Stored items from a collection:
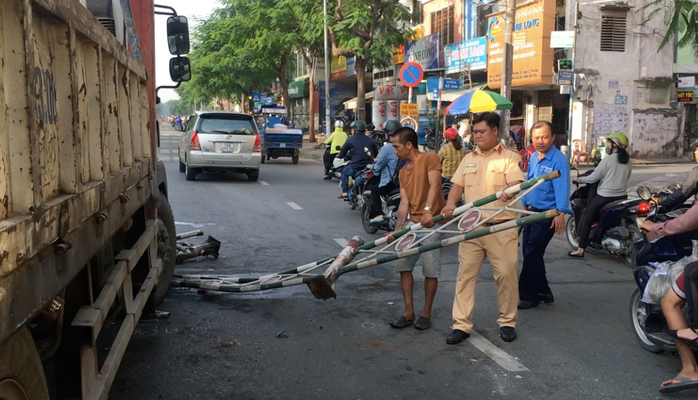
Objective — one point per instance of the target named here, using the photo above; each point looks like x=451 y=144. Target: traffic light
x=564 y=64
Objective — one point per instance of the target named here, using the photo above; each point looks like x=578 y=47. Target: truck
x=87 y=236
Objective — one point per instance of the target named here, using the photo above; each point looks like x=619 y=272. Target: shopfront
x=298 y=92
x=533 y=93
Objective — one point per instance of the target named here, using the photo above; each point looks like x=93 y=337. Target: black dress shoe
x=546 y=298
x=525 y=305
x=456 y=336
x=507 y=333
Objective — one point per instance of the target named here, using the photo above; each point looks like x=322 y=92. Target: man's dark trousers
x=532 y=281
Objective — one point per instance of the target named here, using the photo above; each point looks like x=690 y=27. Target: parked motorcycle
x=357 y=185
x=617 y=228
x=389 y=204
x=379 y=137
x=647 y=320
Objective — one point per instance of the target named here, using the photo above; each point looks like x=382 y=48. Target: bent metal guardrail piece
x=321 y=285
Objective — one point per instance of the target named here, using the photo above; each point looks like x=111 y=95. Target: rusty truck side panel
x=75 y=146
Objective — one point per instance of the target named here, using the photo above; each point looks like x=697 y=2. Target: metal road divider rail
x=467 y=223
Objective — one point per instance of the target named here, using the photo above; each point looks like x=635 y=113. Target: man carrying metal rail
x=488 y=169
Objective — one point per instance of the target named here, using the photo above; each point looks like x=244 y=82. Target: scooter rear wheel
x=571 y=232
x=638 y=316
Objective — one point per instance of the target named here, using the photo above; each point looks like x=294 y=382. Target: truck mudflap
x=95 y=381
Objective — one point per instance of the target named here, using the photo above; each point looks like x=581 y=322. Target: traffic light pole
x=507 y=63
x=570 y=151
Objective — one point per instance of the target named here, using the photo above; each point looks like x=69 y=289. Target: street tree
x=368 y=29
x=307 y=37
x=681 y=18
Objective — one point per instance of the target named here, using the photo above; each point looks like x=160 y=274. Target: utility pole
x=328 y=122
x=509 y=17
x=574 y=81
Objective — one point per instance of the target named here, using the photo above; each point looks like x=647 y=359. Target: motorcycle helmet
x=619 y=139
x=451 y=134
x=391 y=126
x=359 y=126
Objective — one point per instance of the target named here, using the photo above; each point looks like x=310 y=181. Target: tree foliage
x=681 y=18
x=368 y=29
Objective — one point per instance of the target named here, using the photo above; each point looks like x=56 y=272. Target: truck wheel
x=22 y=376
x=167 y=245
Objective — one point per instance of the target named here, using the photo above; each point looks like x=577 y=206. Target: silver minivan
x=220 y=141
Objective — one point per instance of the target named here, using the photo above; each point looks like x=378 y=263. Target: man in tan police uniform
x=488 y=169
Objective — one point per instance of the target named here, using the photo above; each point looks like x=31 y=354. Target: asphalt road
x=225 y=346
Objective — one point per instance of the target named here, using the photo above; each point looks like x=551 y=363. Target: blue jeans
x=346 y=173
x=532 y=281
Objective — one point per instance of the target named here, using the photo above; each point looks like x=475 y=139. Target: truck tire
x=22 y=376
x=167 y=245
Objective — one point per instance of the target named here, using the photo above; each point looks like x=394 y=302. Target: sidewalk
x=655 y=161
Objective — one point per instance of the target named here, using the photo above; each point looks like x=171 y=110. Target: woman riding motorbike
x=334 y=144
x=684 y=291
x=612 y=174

* * *

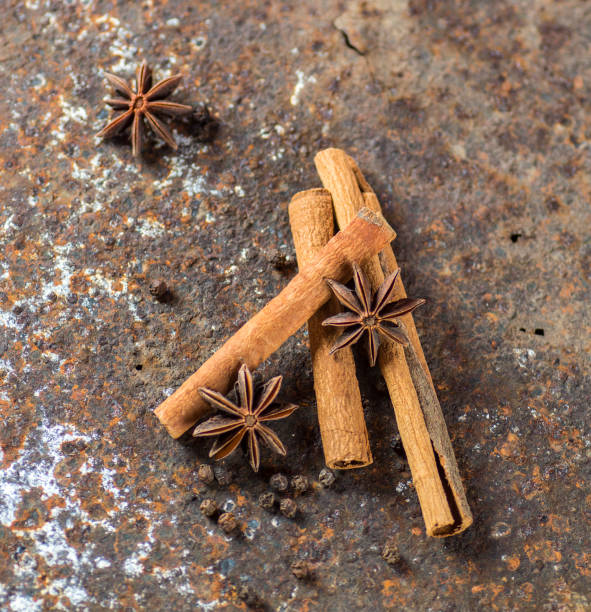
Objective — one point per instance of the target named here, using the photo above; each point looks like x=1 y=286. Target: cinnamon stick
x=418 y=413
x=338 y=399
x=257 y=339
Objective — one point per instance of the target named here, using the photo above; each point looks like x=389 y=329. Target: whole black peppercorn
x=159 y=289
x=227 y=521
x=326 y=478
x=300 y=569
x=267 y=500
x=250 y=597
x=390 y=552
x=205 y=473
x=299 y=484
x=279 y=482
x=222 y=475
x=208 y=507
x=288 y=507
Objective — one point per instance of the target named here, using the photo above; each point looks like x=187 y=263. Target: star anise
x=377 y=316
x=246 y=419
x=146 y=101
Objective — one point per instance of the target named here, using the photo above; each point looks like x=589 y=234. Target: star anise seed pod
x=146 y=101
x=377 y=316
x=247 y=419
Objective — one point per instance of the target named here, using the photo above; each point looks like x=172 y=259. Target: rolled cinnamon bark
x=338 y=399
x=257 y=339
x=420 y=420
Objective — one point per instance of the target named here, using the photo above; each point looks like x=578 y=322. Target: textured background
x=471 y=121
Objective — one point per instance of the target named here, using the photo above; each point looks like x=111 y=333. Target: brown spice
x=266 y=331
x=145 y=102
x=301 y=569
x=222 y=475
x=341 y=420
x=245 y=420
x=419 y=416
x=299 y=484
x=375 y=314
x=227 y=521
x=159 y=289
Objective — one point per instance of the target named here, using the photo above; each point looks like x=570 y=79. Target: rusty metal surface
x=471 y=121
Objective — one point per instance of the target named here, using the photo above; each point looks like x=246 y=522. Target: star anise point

Task description: All lines above from the line with "rolled cinnamon bark" through the line with "star anise point", both included, are to be set down exactly, with nothing else.

Finished task:
Objective — one point per instance of the target named here, using the photo above; each point looks like x=172 y=259. Target: rolled cinnamon bark
x=338 y=399
x=257 y=339
x=420 y=420
Objective — one point per instance of the target named here, using the photo above; each point looks like x=578 y=322. Target: textured background
x=471 y=121
Objective — one point per instance of the target named here, using the photo above; each point looks like x=111 y=333. Target: brown spice
x=266 y=331
x=145 y=102
x=301 y=569
x=222 y=475
x=341 y=420
x=245 y=420
x=419 y=416
x=299 y=484
x=375 y=314
x=227 y=521
x=159 y=289
Objective — one point per instance of the target named here, using the photo above; each point looks like x=570 y=79. Target: rusty metal surface
x=471 y=121
Objective — one point per instance of the target named here, using the photo above; each point looks like x=246 y=522. Target: star anise point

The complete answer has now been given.